--- Data entries ---
= = = = = = =

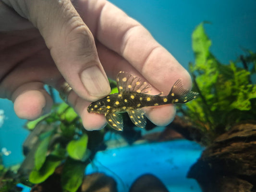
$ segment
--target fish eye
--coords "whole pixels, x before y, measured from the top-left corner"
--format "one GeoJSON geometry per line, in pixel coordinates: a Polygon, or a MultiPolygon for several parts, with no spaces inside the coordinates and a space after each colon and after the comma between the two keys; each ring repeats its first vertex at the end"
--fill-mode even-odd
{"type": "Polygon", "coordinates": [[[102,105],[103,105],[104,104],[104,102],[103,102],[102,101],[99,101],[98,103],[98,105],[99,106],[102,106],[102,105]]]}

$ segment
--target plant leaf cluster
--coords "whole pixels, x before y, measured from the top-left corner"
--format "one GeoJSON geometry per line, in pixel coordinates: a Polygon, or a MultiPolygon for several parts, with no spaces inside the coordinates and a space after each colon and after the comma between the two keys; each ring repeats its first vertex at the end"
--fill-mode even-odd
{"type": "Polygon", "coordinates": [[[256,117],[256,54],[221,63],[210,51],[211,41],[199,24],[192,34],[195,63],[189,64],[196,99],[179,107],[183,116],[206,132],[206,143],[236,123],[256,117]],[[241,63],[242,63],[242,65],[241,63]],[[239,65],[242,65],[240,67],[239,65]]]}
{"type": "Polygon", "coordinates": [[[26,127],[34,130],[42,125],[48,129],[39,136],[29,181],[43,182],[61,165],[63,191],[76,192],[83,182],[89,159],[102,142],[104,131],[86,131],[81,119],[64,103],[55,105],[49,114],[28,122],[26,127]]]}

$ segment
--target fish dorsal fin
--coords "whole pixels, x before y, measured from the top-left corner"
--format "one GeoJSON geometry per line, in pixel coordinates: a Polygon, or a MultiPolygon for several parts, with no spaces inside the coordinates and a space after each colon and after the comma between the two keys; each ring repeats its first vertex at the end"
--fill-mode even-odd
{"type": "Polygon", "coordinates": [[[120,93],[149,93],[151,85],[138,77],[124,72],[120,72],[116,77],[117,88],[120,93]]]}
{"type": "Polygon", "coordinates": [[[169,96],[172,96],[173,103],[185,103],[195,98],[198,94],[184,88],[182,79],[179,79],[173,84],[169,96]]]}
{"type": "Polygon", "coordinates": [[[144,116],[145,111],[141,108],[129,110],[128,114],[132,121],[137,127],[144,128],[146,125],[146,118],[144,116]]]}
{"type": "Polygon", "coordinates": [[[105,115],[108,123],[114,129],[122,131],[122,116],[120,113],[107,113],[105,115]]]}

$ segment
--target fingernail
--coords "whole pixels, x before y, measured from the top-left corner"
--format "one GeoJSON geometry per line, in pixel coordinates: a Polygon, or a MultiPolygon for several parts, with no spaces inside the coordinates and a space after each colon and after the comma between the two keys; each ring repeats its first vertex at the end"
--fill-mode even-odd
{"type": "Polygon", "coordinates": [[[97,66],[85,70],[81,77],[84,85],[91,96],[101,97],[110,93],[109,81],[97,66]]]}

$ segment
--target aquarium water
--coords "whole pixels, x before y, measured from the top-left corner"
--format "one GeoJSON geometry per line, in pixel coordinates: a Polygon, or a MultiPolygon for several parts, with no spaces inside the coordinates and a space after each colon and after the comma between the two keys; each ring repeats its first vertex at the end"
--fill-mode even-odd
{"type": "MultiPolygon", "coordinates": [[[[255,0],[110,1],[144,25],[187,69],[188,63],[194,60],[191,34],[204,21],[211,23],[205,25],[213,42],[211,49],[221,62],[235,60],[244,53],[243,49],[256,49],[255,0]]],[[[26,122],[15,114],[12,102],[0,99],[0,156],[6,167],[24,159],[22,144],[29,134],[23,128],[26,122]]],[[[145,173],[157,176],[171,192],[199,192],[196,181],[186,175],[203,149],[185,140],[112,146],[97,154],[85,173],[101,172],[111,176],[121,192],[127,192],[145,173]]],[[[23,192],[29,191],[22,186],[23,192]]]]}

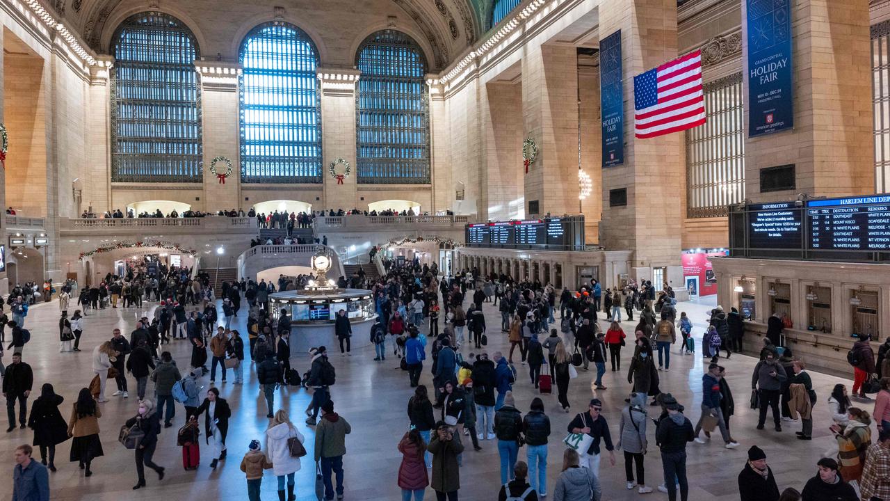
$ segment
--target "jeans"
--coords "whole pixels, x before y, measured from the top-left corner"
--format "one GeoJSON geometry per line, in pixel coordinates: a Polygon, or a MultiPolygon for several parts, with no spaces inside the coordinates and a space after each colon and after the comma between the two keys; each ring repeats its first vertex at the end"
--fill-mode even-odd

= = = = = = =

--- Challenge ---
Repeat the listing in full and exactly. Do not include any images.

--- Answer ---
$ segment
--target fish eye
--coords "whole pixels, x before y, measured from the top-left corner"
--format "one GeoJSON geometry per line, in pixel coordinates: a Polygon, or a MultiPolygon for several parts, with no spaces inside the coordinates and a space after each colon and after the comma between the two keys; each ring repeats its first vertex at the end"
--fill-mode even-odd
{"type": "Polygon", "coordinates": [[[102,105],[103,105],[104,104],[104,102],[103,102],[102,101],[99,101],[98,103],[98,105],[99,106],[102,106],[102,105]]]}

$ segment
--target plant leaf cluster
--coords "whole pixels, x before y, measured from the top-left corner"
--format "one GeoJSON geometry per line, in pixel coordinates: a Polygon, or a MultiPolygon for several parts, with no spaces inside the coordinates and a space after each colon and after the comma between the two keys; each ring repeats its first vertex at the end"
--fill-mode even-odd
{"type": "Polygon", "coordinates": [[[256,117],[256,54],[221,63],[210,51],[211,41],[199,24],[192,34],[195,63],[189,64],[196,99],[179,107],[183,116],[206,132],[206,143],[236,123],[256,117]],[[241,63],[242,63],[242,65],[241,63]],[[239,65],[242,65],[240,67],[239,65]]]}
{"type": "Polygon", "coordinates": [[[26,127],[34,130],[42,125],[48,129],[39,136],[29,181],[43,182],[61,165],[63,191],[76,192],[83,182],[89,159],[102,142],[104,131],[86,131],[81,119],[64,103],[55,105],[49,114],[28,122],[26,127]]]}

$ segment
--target fish dorsal fin
--coords "whole pixels, x before y, measured from the top-left corner"
--format "one GeoJSON geometry per line, in pixel coordinates: a Polygon, or a MultiPolygon for several parts, with no spaces inside the coordinates and a space after each colon and after the comma between the two keys; each ring repeats its first vertex at the end"
--fill-mode even-odd
{"type": "Polygon", "coordinates": [[[120,93],[149,93],[151,85],[138,77],[124,72],[120,72],[116,77],[117,88],[120,93]]]}
{"type": "Polygon", "coordinates": [[[169,96],[172,96],[173,103],[185,103],[195,98],[198,94],[184,88],[182,79],[179,79],[173,84],[169,96]]]}
{"type": "Polygon", "coordinates": [[[144,116],[145,111],[141,108],[129,110],[128,114],[132,121],[137,127],[144,128],[146,125],[146,118],[144,116]]]}
{"type": "Polygon", "coordinates": [[[105,115],[108,123],[114,129],[122,131],[122,116],[120,113],[107,113],[105,115]]]}

$ segment
--target fingernail
--coords "whole pixels, x before y, measured from the top-left corner"
--format "one GeoJSON geometry per line, in pixel coordinates: a Polygon, or a MultiPolygon for several parts, with no spaces inside the coordinates and a space after each colon and after the comma between the two keys; each ring repeats its first vertex at the end"
--fill-mode even-odd
{"type": "Polygon", "coordinates": [[[97,66],[85,70],[81,77],[84,85],[91,96],[101,97],[110,93],[109,81],[97,66]]]}

$ segment
--target aquarium water
--coords "whole pixels, x before y, measured from the top-left corner"
--format "one GeoJSON geometry per line, in pixel coordinates: a Polygon, or a MultiPolygon for several parts, with no spaces inside the coordinates and a space after each colon and after the comma between the two keys; each ring repeats its first vertex at the end"
--fill-mode even-odd
{"type": "MultiPolygon", "coordinates": [[[[255,0],[110,1],[144,25],[187,69],[188,63],[194,60],[191,34],[204,21],[211,23],[205,25],[213,42],[211,49],[221,62],[235,60],[244,53],[243,49],[256,49],[255,0]]],[[[26,122],[15,114],[12,102],[0,99],[0,156],[6,167],[24,159],[22,144],[29,134],[23,128],[26,122]]],[[[145,173],[157,176],[171,192],[199,192],[196,181],[186,175],[203,149],[185,140],[112,146],[97,154],[85,173],[101,172],[111,176],[121,192],[127,192],[145,173]]],[[[23,192],[29,191],[22,186],[23,192]]]]}

$ segment
--target "jeans"
--coords "whole pixels, x before y, measured from the top-left corner"
--format "one GeoJSON geometry per line, in pixel coordinates: a Polygon, or a MultiPolygon for several parts, with no spaces inside the coordinates and a space after each colon and after the comma between the two keys; each ring repeats its first vertex at the end"
--fill-mode even-odd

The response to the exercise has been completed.